▸ **READING TEXT**
•••••

# My new to me...under $100 hate me Wheel Horse!



## ramzilla

My young cousin called me the other day and asked if I would help him get a lawn mower running that he picked up for $50. I was like yeah what kind of push mower is it? He said no it's a Wheel Horse riding mower. I replied "I'm on the way!" Got there and found a mint condition Toro Wheel Horse 520-8 with the Onan 20hp engine! I mean a beautiful low hour mower. We fooled with it a little while and it had no spark. He said he bought it from his girlfriends dad who couldn't get it to run and wanted to know if I was interested. So I offered him $75 for it and I agreed to help him fix his truck. Got her home and found the ignition switch wiring corroded. Rewired the switch and started mowing! Anyway here she is.View attachment 309452
View attachment 309453
View attachment 309454
View attachment 309455
View attachment 309456


----------



## treeslayer2003

oh yea, you suc :hmm3grin2orange: not a wheel horse man but i love those onans. i have two p220s and a p218. best engine there is imo.


----------



## dieselfitter

I believe the 520-H was hydrostatic. Is the 520-8 an 8 speed manual? Wheel Hosre...good iron.


----------



## ramzilla

dieselfitter said:


> I believe the 520-H was hydrostatic. Is the 520-8 an 8 speed manual? Wheel Hosre...good iron.



Correct mine is 8 speed manual and has the P220G engine on it. I think for around 80 bucks I did ok. The dang thing is in better shape than my shed stored 2012 Troybilt!


----------



## dieselfitter

ramzilla said:


> I think for around 80 bucks I did ok.



Do ya think? Little bit of an understatement. Nice score. DF


----------



## Red Amor

ya friggen vacume cleaner


----------



## Typhke

You suck! One like that would go for around €700-800 here in Belgium. 

They make good wood haulers! We used a small 212-5 for years and he pulled 1/3 cord in a car trailer with no problems. Was used as much for moving wood than mowing in the 20 years we had it. Only busted the 3rd gear after all those years, but that shouldn't be a problem with the strongest gearbox they've made, the 8-speed! Have been looking for one a while ago but they are pretty hard too find here, at least at a good price.

Good luck with it! It's a nice find!


----------



## farmer steve

treeslayer2003 said:


> oh yea, you suc :hmm3grin2orange: not a wheel horse man but i love those onans. i have two p220s and a p218. best engine there is imo.

•••••

▸ **PROVIDED RECORDS**

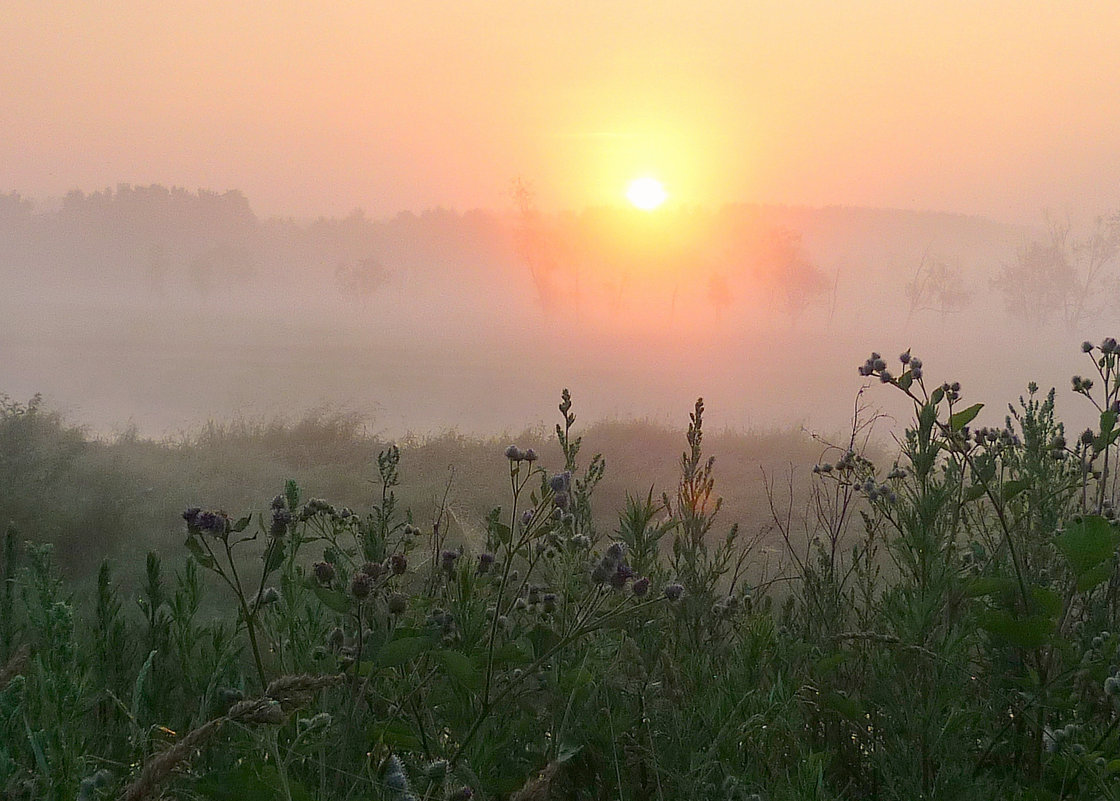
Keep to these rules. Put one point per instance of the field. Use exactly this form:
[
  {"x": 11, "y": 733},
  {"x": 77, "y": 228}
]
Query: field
[{"x": 521, "y": 617}]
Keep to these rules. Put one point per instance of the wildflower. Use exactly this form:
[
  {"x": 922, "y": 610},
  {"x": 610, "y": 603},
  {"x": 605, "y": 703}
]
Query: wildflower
[
  {"x": 213, "y": 523},
  {"x": 361, "y": 586},
  {"x": 324, "y": 571},
  {"x": 398, "y": 564},
  {"x": 398, "y": 603},
  {"x": 561, "y": 482},
  {"x": 397, "y": 782},
  {"x": 485, "y": 562}
]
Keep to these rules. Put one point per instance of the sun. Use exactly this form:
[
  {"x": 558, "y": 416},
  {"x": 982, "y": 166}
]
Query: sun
[{"x": 646, "y": 193}]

•••••

▸ **PROBLEMS TO SOLVE**
1 - List every distinct username that appears as a poster in the mower thread.
2 - Rescale the records from the line containing "of the wildflower." through the end of the records, both ends included, and write out all of those lines with the requests unchanged. Multiply every coordinate in the answers by 0.7, rounding to whole numbers with halves rounded up.

▸ **THE REPLIES**
1 - ramzilla, treeslayer2003, dieselfitter, Red Amor, Typhke, farmer steve

2 -
Keep to these rules. Put one point per instance of the wildflower. Use exactly this form:
[
  {"x": 922, "y": 610},
  {"x": 610, "y": 603},
  {"x": 605, "y": 703}
]
Query: wildflower
[
  {"x": 149, "y": 366},
  {"x": 253, "y": 410},
  {"x": 227, "y": 400},
  {"x": 279, "y": 395},
  {"x": 279, "y": 422},
  {"x": 393, "y": 337},
  {"x": 278, "y": 547},
  {"x": 340, "y": 393}
]
Keep to these rules. Put one point per instance of the sun. Use exactly this form:
[
  {"x": 558, "y": 416},
  {"x": 982, "y": 166}
]
Query: sun
[{"x": 452, "y": 135}]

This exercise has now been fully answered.